**** TEXTE FOURNI ****

Fuite de capitaux et blanchiment d’argent: interrogations sur la bi-bancarisation.Le service de la bi-bancarisation vient à point nommé dans un monde bouleversé par la crise sanitaire, inhibant toutes les activités et réduisant de façon considérable les envois d’argents des diasporas de leur pays d’accueil vers leur pays d’origine. Le mécanisme permettra à un expatrié d’avoir un compte dans son pays d’accueil et un autre dans son pays d’origine. Avec de faibles taxes de change, cet expatrié pourra faire des opérations bancaires d’un côté comme de l’autre.

Avec la bi-bancarisation, cette diaspora pourra effectivement réorganiser ses transferts de fonds et même cela facilitera ses investissements dans son pays d’origine. La plupart des personnes qui ont immigré n’ont pas accès ou ne songent pas à faire appel aux services bancaires de leur pays d’origine pour leur investissement (construction de maison, acquisition etc.). Voici donc une occasion pour ces institutions bancaires de capter les fonds transférés et de pouvoir conseiller la diaspora. Comment les services de la bi-bancarisation pourront-ils se substituer à ceux des sociétés de transferts d’argent ?

****

▶ ÉNONCÉ DU PROBLÈME
Poursuivez le texte ci-dessus sur la bi-bancarisation en reprenant juste après sa dernière phrase.

**** DONNÉES ÉTUDIÉES ****

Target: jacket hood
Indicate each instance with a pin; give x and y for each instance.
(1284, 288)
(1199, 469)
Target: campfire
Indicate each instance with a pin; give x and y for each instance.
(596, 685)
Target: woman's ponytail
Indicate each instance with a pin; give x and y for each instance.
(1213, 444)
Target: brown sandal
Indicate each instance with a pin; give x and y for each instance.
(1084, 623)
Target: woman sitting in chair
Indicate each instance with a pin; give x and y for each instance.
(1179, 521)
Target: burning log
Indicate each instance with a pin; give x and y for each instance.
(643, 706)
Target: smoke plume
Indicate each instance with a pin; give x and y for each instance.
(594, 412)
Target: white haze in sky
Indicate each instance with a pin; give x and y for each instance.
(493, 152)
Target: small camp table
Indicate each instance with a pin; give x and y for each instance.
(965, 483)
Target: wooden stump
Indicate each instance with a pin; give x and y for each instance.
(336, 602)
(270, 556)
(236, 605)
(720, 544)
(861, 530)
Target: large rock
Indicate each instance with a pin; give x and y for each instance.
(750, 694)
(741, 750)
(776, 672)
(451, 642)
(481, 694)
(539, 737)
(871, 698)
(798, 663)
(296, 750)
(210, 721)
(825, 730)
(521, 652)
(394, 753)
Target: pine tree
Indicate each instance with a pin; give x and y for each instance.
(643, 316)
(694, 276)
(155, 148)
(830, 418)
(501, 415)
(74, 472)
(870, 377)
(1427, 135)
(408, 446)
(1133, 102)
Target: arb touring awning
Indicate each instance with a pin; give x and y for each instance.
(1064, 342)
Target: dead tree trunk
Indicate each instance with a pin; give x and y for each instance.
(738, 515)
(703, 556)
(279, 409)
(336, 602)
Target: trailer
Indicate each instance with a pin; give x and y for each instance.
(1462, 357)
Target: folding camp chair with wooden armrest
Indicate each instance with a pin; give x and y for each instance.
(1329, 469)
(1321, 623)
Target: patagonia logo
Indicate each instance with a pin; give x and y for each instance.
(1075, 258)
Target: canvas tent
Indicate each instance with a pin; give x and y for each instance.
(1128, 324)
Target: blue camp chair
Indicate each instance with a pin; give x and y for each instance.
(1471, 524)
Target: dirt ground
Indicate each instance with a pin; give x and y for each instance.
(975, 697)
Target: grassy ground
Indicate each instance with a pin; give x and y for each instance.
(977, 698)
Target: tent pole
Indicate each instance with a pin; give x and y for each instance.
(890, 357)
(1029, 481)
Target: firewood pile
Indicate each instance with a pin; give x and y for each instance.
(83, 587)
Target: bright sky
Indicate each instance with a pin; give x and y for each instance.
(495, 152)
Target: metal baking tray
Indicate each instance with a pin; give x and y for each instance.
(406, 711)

****

▶ RÉPONSE PROPOSÉE
Sachant que les fonds transférés répondent souvent à des besoins imminents et précis, donc sur le court terme, il serait judicieux que les banques proposent des services financiers opportuns à cette diaspora, l’incitant à garder, épargner cet argent dans le but de l’investir et de le faire fructifier. La question d’accessibilité de ces institutions bancaires se pose également. Sont-elles vraiment accessibles à tout le monde, et présentes dans toutes les régions et villes africaines, afin de permettre aux familles de cette diaspora d’avoir accès aux fonds en temps et en heure , étant donné, qu’elles en sont les principales destinataires. Il ne faut pas oublier que la spécificité des sociétés de transferts d’argent est cette forte présence qu’elles assurent avec des horaires et jours d’ouvertures avantageux.

A cela, s’ajoute une crainte qui me taraude, celle du sens des transferts de ces flux d’argent. Le fait de détenir un compte bancaire dans son pays d’origine et de pouvoir à partir de ce compte transférer de l’argent vers son autre compte qui est dans son pays d’accueil, ne va t-il pas augmenter les risques de fuite de capitaux dont l’Afrique est déjà victime ? Autrement dit, en cas de réciprocité, s’il y a la possibilité que le fonds puisse être aussi transféré du pays d’origine vers le pays d’accueil. Quelles précautions seront données à l’étude des fonds provenant de ces pays d’origine ? Il peut être facile pour quelqu’un ayant un ami ou proche à l’étranger de sortir des capitaux importants et les placer à l’étranger dans un objectif de blanchiment ou placement dans les paradis fiscaux.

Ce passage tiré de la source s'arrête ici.